** BEGIN Supplied data **

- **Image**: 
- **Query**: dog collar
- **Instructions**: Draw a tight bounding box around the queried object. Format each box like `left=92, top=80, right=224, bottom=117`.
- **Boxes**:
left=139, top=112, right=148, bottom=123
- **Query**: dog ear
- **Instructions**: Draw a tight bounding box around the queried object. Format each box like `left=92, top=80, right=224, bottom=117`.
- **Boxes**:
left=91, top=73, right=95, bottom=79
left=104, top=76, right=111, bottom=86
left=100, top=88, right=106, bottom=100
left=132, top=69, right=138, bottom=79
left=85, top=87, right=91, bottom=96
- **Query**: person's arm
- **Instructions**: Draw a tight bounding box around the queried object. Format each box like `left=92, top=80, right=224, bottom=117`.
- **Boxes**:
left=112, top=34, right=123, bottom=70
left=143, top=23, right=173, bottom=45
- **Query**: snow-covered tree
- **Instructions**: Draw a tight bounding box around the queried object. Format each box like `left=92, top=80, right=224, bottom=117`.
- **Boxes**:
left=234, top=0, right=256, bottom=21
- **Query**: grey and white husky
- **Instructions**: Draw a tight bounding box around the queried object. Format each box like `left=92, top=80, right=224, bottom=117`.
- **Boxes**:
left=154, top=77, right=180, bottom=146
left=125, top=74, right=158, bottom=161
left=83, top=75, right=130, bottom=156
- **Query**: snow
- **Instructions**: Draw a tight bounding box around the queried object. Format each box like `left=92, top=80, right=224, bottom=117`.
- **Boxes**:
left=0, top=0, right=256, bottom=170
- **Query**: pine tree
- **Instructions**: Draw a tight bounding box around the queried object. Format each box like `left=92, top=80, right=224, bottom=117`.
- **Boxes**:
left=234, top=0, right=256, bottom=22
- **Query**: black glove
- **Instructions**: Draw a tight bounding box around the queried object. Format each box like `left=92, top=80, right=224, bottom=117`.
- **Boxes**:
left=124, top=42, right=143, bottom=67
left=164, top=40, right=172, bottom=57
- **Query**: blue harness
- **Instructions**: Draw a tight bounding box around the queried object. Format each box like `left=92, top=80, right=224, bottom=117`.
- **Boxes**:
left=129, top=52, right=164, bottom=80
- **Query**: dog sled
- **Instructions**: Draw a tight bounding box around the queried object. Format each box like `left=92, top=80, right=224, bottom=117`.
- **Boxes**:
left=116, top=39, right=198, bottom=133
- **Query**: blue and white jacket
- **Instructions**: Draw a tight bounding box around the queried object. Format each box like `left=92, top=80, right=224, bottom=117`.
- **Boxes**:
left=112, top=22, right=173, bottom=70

** END Supplied data **

* _Exercise instructions_
Recast the listing above as a JSON array of strings, with one string for each line and blank lines omitted.

* _Right answer_
[
  "- **Image**: ",
  "- **Query**: dog collar",
  "- **Instructions**: Draw a tight bounding box around the queried object. Format each box like `left=92, top=80, right=224, bottom=117`.",
  "- **Boxes**:",
  "left=139, top=112, right=148, bottom=123",
  "- **Query**: dog ear",
  "- **Instructions**: Draw a tight bounding box around the queried object. Format each box like `left=92, top=80, right=224, bottom=117`.",
  "- **Boxes**:",
  "left=91, top=73, right=95, bottom=79",
  "left=104, top=76, right=111, bottom=86",
  "left=100, top=88, right=106, bottom=100",
  "left=132, top=69, right=138, bottom=79",
  "left=85, top=87, right=91, bottom=96",
  "- **Query**: person's arm",
  "- **Instructions**: Draw a tight bounding box around the queried object. Format each box like `left=92, top=80, right=224, bottom=117`.",
  "- **Boxes**:",
  "left=112, top=34, right=123, bottom=70",
  "left=143, top=23, right=173, bottom=45",
  "- **Query**: snow-covered tree",
  "- **Instructions**: Draw a tight bounding box around the queried object. Format each box like `left=92, top=80, right=224, bottom=117`.",
  "- **Boxes**:",
  "left=234, top=0, right=256, bottom=21",
  "- **Query**: grey and white husky",
  "- **Instructions**: Draw a tight bounding box around the queried object. Format each box like `left=92, top=80, right=224, bottom=117`.",
  "- **Boxes**:",
  "left=154, top=77, right=180, bottom=146",
  "left=125, top=74, right=158, bottom=161",
  "left=83, top=75, right=130, bottom=156",
  "- **Query**: snow",
  "- **Instructions**: Draw a tight bounding box around the queried object. Format each box like `left=92, top=80, right=224, bottom=117`.",
  "- **Boxes**:",
  "left=0, top=0, right=256, bottom=170",
  "- **Query**: pine tree",
  "- **Instructions**: Draw a tight bounding box around the queried object. Format each box like `left=92, top=80, right=224, bottom=117`.",
  "- **Boxes**:",
  "left=234, top=0, right=256, bottom=22",
  "- **Query**: black glove",
  "- **Instructions**: Draw a tight bounding box around the queried object. Format each box like `left=92, top=80, right=224, bottom=117`.",
  "- **Boxes**:",
  "left=124, top=42, right=143, bottom=67",
  "left=164, top=40, right=172, bottom=57",
  "- **Query**: blue harness",
  "- **Instructions**: Draw a tight bounding box around the queried object. Format each box like `left=92, top=80, right=224, bottom=117`.",
  "- **Boxes**:",
  "left=129, top=52, right=164, bottom=80",
  "- **Query**: dog sled",
  "- **Instructions**: Draw a tight bounding box around the queried object. Format each box like `left=92, top=80, right=224, bottom=117`.",
  "- **Boxes**:",
  "left=116, top=39, right=198, bottom=133",
  "- **Query**: blue and white jacket",
  "- **Instructions**: Draw a tight bounding box around the queried object. Format each box like `left=92, top=80, right=224, bottom=117`.",
  "- **Boxes**:",
  "left=112, top=22, right=173, bottom=70"
]